Exercise brief -
From the rows below, pull out every line that contains the string "jsonrpc".

Data section -

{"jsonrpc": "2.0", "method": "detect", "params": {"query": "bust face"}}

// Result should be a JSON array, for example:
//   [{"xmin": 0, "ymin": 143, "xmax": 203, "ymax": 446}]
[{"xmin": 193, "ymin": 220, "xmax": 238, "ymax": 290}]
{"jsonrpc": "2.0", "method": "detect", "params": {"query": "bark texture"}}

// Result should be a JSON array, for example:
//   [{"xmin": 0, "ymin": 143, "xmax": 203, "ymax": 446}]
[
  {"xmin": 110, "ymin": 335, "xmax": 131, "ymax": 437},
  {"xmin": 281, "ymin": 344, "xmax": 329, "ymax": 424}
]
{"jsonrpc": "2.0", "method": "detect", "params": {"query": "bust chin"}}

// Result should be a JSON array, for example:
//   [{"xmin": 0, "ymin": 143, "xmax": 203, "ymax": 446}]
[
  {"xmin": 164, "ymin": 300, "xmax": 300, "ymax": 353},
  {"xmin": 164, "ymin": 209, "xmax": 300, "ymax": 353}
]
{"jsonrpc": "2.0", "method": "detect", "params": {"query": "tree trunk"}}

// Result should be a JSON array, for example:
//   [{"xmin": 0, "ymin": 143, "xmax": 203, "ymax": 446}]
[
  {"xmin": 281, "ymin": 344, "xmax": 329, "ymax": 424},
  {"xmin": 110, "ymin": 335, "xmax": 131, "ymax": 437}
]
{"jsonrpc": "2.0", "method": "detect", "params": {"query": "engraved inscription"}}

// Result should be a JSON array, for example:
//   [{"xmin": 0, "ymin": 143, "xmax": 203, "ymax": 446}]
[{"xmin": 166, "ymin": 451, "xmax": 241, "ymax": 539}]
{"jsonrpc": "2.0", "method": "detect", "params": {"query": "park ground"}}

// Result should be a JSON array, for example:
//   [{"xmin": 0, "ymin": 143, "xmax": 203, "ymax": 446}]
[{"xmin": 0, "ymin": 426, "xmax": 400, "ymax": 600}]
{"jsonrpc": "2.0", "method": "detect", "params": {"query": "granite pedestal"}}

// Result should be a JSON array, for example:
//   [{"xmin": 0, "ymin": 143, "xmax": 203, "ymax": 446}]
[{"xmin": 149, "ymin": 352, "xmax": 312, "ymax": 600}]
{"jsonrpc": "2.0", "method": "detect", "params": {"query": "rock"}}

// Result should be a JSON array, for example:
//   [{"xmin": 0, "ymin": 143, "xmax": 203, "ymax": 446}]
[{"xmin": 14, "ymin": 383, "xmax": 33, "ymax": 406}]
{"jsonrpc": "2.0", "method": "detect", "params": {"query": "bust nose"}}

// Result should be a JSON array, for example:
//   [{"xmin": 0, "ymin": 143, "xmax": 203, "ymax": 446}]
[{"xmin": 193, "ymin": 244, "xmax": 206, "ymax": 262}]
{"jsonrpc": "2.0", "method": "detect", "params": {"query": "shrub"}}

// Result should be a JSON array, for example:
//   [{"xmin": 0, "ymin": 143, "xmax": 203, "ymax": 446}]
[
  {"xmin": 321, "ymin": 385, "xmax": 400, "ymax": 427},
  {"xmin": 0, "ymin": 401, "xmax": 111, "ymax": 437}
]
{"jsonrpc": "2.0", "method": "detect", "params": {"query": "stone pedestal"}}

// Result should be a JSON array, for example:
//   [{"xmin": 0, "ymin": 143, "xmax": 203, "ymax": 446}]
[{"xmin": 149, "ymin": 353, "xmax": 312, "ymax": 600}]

Result for this exercise -
{"jsonrpc": "2.0", "method": "detect", "params": {"query": "bust face"}}
{"jsonrpc": "2.0", "method": "detect", "params": {"query": "bark texture"}}
{"jsonrpc": "2.0", "method": "detect", "params": {"query": "bust chin"}}
{"jsonrpc": "2.0", "method": "detect", "params": {"query": "tree trunk"}}
{"jsonrpc": "2.0", "method": "detect", "params": {"query": "engraved inscription"}}
{"jsonrpc": "2.0", "method": "detect", "params": {"query": "park ground"}}
{"jsonrpc": "2.0", "method": "detect", "params": {"query": "granite pedestal"}}
{"jsonrpc": "2.0", "method": "detect", "params": {"query": "rock"}}
{"jsonrpc": "2.0", "method": "detect", "params": {"query": "bust nose"}}
{"jsonrpc": "2.0", "method": "detect", "params": {"query": "shrub"}}
{"jsonrpc": "2.0", "method": "detect", "params": {"query": "stone pedestal"}}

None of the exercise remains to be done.